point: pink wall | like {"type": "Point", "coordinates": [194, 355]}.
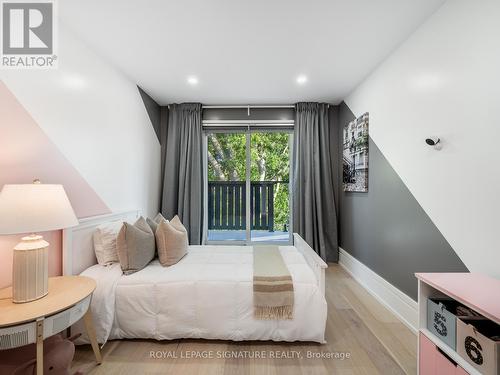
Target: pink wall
{"type": "Point", "coordinates": [27, 153]}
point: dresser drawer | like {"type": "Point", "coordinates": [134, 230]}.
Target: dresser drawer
{"type": "Point", "coordinates": [432, 361]}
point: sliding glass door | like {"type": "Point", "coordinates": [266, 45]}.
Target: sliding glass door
{"type": "Point", "coordinates": [248, 186]}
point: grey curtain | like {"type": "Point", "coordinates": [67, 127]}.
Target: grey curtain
{"type": "Point", "coordinates": [182, 172]}
{"type": "Point", "coordinates": [314, 211]}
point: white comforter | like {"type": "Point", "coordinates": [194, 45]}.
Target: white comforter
{"type": "Point", "coordinates": [208, 294]}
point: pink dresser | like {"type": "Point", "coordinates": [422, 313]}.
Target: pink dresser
{"type": "Point", "coordinates": [475, 291]}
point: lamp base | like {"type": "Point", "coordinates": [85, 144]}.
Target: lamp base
{"type": "Point", "coordinates": [30, 273]}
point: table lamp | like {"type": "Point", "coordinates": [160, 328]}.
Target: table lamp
{"type": "Point", "coordinates": [33, 208]}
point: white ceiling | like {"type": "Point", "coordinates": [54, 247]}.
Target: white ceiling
{"type": "Point", "coordinates": [245, 52]}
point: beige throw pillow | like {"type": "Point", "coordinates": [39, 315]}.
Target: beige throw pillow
{"type": "Point", "coordinates": [104, 238]}
{"type": "Point", "coordinates": [171, 241]}
{"type": "Point", "coordinates": [135, 245]}
{"type": "Point", "coordinates": [153, 223]}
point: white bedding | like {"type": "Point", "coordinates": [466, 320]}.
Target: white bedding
{"type": "Point", "coordinates": [208, 294]}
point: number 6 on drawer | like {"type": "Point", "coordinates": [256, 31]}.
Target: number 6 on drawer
{"type": "Point", "coordinates": [478, 342]}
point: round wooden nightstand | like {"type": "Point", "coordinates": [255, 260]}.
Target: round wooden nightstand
{"type": "Point", "coordinates": [67, 302]}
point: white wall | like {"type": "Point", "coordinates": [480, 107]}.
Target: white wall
{"type": "Point", "coordinates": [96, 117]}
{"type": "Point", "coordinates": [445, 81]}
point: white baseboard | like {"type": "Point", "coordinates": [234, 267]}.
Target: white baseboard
{"type": "Point", "coordinates": [404, 307]}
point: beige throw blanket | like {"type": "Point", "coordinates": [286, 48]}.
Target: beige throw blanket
{"type": "Point", "coordinates": [272, 285]}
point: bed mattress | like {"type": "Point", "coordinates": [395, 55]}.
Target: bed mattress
{"type": "Point", "coordinates": [208, 294]}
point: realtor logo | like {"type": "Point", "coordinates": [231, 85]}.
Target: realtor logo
{"type": "Point", "coordinates": [28, 34]}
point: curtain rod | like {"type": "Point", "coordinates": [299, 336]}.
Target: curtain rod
{"type": "Point", "coordinates": [246, 106]}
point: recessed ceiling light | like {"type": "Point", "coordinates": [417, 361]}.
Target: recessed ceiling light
{"type": "Point", "coordinates": [301, 79]}
{"type": "Point", "coordinates": [192, 80]}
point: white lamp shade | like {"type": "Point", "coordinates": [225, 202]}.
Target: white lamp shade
{"type": "Point", "coordinates": [34, 208]}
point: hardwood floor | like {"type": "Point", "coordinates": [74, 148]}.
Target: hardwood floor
{"type": "Point", "coordinates": [358, 325]}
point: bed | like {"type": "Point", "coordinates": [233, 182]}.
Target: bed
{"type": "Point", "coordinates": [208, 294]}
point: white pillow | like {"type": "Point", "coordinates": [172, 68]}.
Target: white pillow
{"type": "Point", "coordinates": [105, 242]}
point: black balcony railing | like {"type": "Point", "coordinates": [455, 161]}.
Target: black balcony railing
{"type": "Point", "coordinates": [227, 205]}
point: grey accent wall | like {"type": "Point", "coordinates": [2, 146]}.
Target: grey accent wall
{"type": "Point", "coordinates": [153, 109]}
{"type": "Point", "coordinates": [386, 229]}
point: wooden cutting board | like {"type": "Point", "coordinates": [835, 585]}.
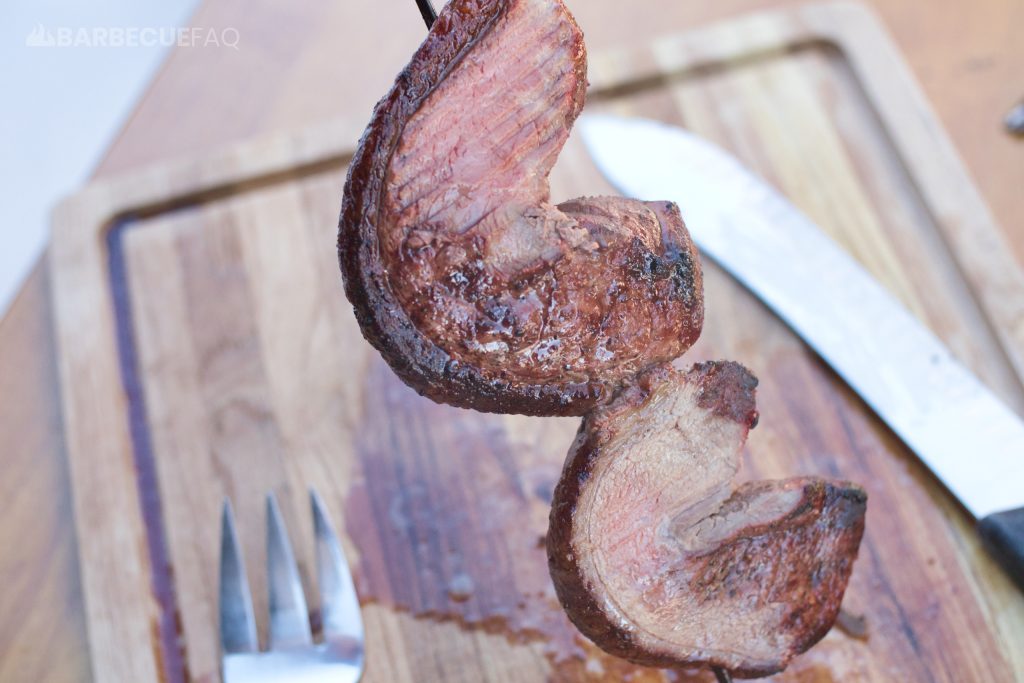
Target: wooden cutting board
{"type": "Point", "coordinates": [207, 350]}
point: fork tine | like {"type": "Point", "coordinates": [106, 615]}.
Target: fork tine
{"type": "Point", "coordinates": [289, 615]}
{"type": "Point", "coordinates": [238, 625]}
{"type": "Point", "coordinates": [339, 604]}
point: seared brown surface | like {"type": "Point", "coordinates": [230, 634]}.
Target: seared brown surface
{"type": "Point", "coordinates": [301, 52]}
{"type": "Point", "coordinates": [658, 559]}
{"type": "Point", "coordinates": [476, 289]}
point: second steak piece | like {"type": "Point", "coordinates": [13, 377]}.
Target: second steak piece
{"type": "Point", "coordinates": [659, 559]}
{"type": "Point", "coordinates": [477, 290]}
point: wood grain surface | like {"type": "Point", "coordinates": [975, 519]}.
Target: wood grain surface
{"type": "Point", "coordinates": [311, 65]}
{"type": "Point", "coordinates": [205, 336]}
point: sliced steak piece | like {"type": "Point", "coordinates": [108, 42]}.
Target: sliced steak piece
{"type": "Point", "coordinates": [659, 559]}
{"type": "Point", "coordinates": [477, 290]}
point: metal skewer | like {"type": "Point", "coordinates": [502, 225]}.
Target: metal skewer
{"type": "Point", "coordinates": [429, 16]}
{"type": "Point", "coordinates": [427, 11]}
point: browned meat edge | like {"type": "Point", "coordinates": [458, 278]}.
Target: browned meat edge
{"type": "Point", "coordinates": [414, 357]}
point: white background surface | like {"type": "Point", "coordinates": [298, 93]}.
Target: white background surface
{"type": "Point", "coordinates": [61, 107]}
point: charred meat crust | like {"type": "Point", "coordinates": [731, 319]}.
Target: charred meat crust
{"type": "Point", "coordinates": [418, 359]}
{"type": "Point", "coordinates": [825, 508]}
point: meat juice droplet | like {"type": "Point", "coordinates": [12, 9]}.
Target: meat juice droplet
{"type": "Point", "coordinates": [446, 512]}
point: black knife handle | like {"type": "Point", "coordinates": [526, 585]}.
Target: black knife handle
{"type": "Point", "coordinates": [1004, 536]}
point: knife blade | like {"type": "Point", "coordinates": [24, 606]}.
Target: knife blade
{"type": "Point", "coordinates": [970, 439]}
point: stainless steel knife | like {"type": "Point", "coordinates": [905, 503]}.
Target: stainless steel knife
{"type": "Point", "coordinates": [968, 437]}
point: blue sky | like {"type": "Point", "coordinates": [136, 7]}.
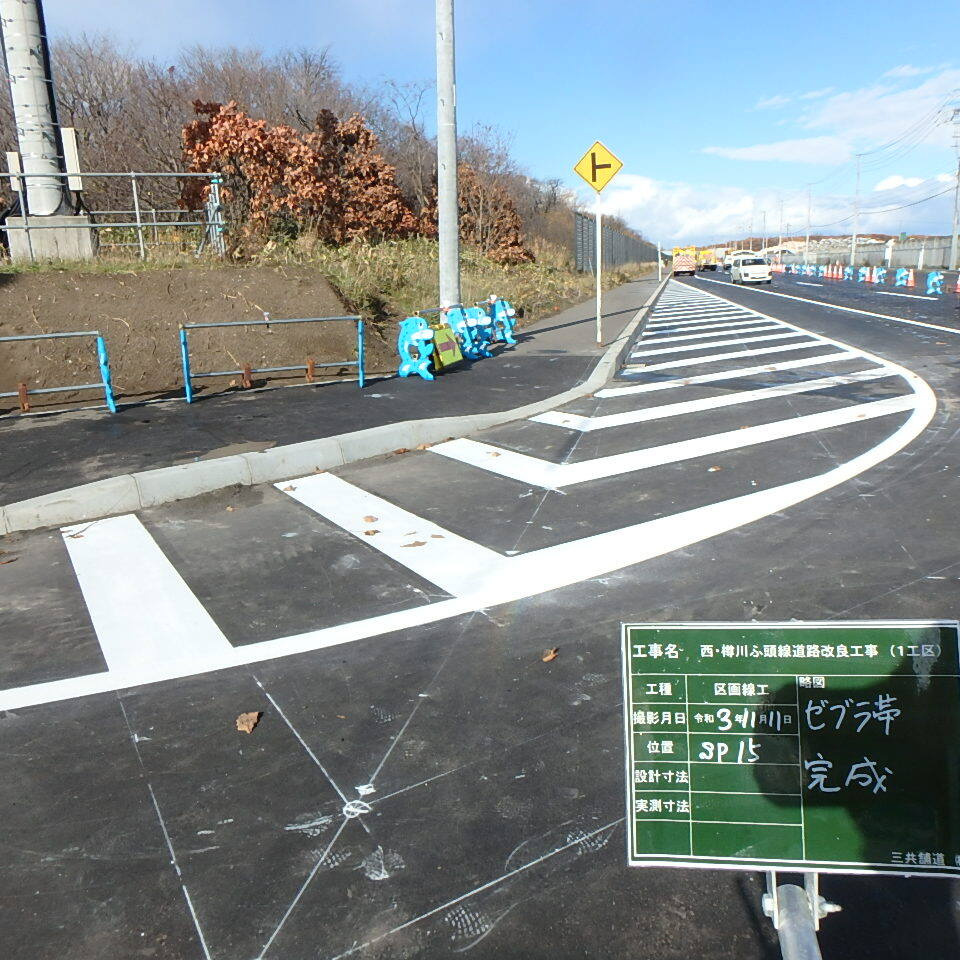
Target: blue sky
{"type": "Point", "coordinates": [719, 111]}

Your instructions:
Strip out the pictures and quote the remaining data word for word.

Solution:
point: pink wall | like {"type": "Point", "coordinates": [194, 355]}.
Target: pink wall
{"type": "Point", "coordinates": [27, 153]}
point: dresser drawer | like {"type": "Point", "coordinates": [134, 230]}.
Target: dresser drawer
{"type": "Point", "coordinates": [432, 361]}
point: sliding glass door | like {"type": "Point", "coordinates": [266, 45]}.
Target: sliding glass door
{"type": "Point", "coordinates": [248, 186]}
point: grey curtain | like {"type": "Point", "coordinates": [67, 127]}.
Target: grey curtain
{"type": "Point", "coordinates": [182, 172]}
{"type": "Point", "coordinates": [314, 211]}
point: white comforter | like {"type": "Point", "coordinates": [194, 45]}.
Target: white comforter
{"type": "Point", "coordinates": [208, 294]}
point: pink dresser | like {"type": "Point", "coordinates": [422, 313]}.
Target: pink dresser
{"type": "Point", "coordinates": [475, 291]}
point: lamp base | like {"type": "Point", "coordinates": [85, 144]}.
Target: lamp base
{"type": "Point", "coordinates": [30, 273]}
point: table lamp | like {"type": "Point", "coordinates": [160, 328]}.
Target: table lamp
{"type": "Point", "coordinates": [33, 208]}
point: white ceiling | like {"type": "Point", "coordinates": [54, 247]}.
Target: white ceiling
{"type": "Point", "coordinates": [245, 52]}
point: beige throw pillow | like {"type": "Point", "coordinates": [39, 315]}.
Target: beige throw pillow
{"type": "Point", "coordinates": [104, 238]}
{"type": "Point", "coordinates": [171, 241]}
{"type": "Point", "coordinates": [135, 245]}
{"type": "Point", "coordinates": [153, 223]}
point: white bedding | like {"type": "Point", "coordinates": [466, 320]}.
Target: white bedding
{"type": "Point", "coordinates": [208, 294]}
point: number 6 on drawer | like {"type": "Point", "coordinates": [256, 31]}.
Target: number 6 on drawer
{"type": "Point", "coordinates": [478, 342]}
point: round wooden nightstand | like {"type": "Point", "coordinates": [255, 260]}.
Target: round wooden nightstand
{"type": "Point", "coordinates": [67, 302]}
point: white wall | like {"type": "Point", "coordinates": [480, 107]}.
Target: white wall
{"type": "Point", "coordinates": [96, 117]}
{"type": "Point", "coordinates": [445, 81]}
point: white baseboard | like {"type": "Point", "coordinates": [234, 267]}.
Target: white baseboard
{"type": "Point", "coordinates": [404, 307]}
point: beige throw blanket | like {"type": "Point", "coordinates": [286, 48]}.
Target: beige throw blanket
{"type": "Point", "coordinates": [272, 285]}
point: bed mattress | like {"type": "Point", "coordinates": [395, 55]}.
Target: bed mattress
{"type": "Point", "coordinates": [208, 294]}
point: realtor logo | like {"type": "Point", "coordinates": [231, 85]}.
Target: realtor logo
{"type": "Point", "coordinates": [28, 34]}
point: curtain rod | like {"type": "Point", "coordinates": [299, 336]}.
Target: curtain rod
{"type": "Point", "coordinates": [246, 106]}
point: recessed ceiling light | like {"type": "Point", "coordinates": [417, 361]}.
Target: recessed ceiling light
{"type": "Point", "coordinates": [301, 79]}
{"type": "Point", "coordinates": [192, 80]}
point: white lamp shade | like {"type": "Point", "coordinates": [225, 202]}.
Target: white lamp shade
{"type": "Point", "coordinates": [34, 208]}
point: hardwood floor | like {"type": "Point", "coordinates": [74, 148]}.
Target: hardwood floor
{"type": "Point", "coordinates": [358, 325]}
point: bed | like {"type": "Point", "coordinates": [233, 182]}.
Target: bed
{"type": "Point", "coordinates": [208, 294]}
point: white pillow | like {"type": "Point", "coordinates": [172, 68]}.
Target: white pillow
{"type": "Point", "coordinates": [105, 242]}
point: black balcony railing | like {"type": "Point", "coordinates": [455, 161]}.
Target: black balcony railing
{"type": "Point", "coordinates": [227, 205]}
point: grey accent wall | like {"type": "Point", "coordinates": [2, 146]}.
Target: grey accent wall
{"type": "Point", "coordinates": [153, 109]}
{"type": "Point", "coordinates": [386, 229]}
point: wooden cutting board | like {"type": "Point", "coordinates": [835, 585]}.
Target: wooden cutting board
{"type": "Point", "coordinates": [207, 350]}
point: fork tine | like {"type": "Point", "coordinates": [106, 615]}.
Target: fork tine
{"type": "Point", "coordinates": [289, 615]}
{"type": "Point", "coordinates": [238, 625]}
{"type": "Point", "coordinates": [339, 604]}
point: seared brown surface | like {"type": "Point", "coordinates": [230, 634]}.
Target: seared brown surface
{"type": "Point", "coordinates": [301, 52]}
{"type": "Point", "coordinates": [658, 559]}
{"type": "Point", "coordinates": [476, 289]}
point: second steak piece | like {"type": "Point", "coordinates": [13, 377]}.
Target: second steak piece
{"type": "Point", "coordinates": [659, 559]}
{"type": "Point", "coordinates": [477, 290]}
point: wood grain surface | like {"type": "Point", "coordinates": [975, 519]}.
Target: wood grain surface
{"type": "Point", "coordinates": [311, 65]}
{"type": "Point", "coordinates": [205, 336]}
point: sliced steak piece | like {"type": "Point", "coordinates": [108, 42]}.
Target: sliced steak piece
{"type": "Point", "coordinates": [659, 559]}
{"type": "Point", "coordinates": [477, 290]}
point: metal skewer | like {"type": "Point", "coordinates": [502, 225]}.
Target: metal skewer
{"type": "Point", "coordinates": [429, 16]}
{"type": "Point", "coordinates": [427, 11]}
point: browned meat edge | like {"type": "Point", "coordinates": [458, 278]}.
Target: browned meat edge
{"type": "Point", "coordinates": [414, 357]}
point: white background surface | like {"type": "Point", "coordinates": [298, 93]}.
Target: white background surface
{"type": "Point", "coordinates": [61, 107]}
point: charred meat crust | like {"type": "Point", "coordinates": [731, 319]}.
Target: charred meat crust
{"type": "Point", "coordinates": [418, 359]}
{"type": "Point", "coordinates": [825, 508]}
point: meat juice droplet | like {"type": "Point", "coordinates": [12, 9]}.
Target: meat juice droplet
{"type": "Point", "coordinates": [446, 512]}
point: black knife handle | like {"type": "Point", "coordinates": [526, 585]}.
Target: black knife handle
{"type": "Point", "coordinates": [1004, 536]}
point: knife blade | like {"type": "Point", "coordinates": [24, 606]}.
Target: knife blade
{"type": "Point", "coordinates": [970, 439]}
point: stainless steel knife | like {"type": "Point", "coordinates": [905, 503]}.
Target: stainless steel knife
{"type": "Point", "coordinates": [968, 437]}
point: blue sky | like {"type": "Point", "coordinates": [136, 7]}.
Target: blue sky
{"type": "Point", "coordinates": [719, 111]}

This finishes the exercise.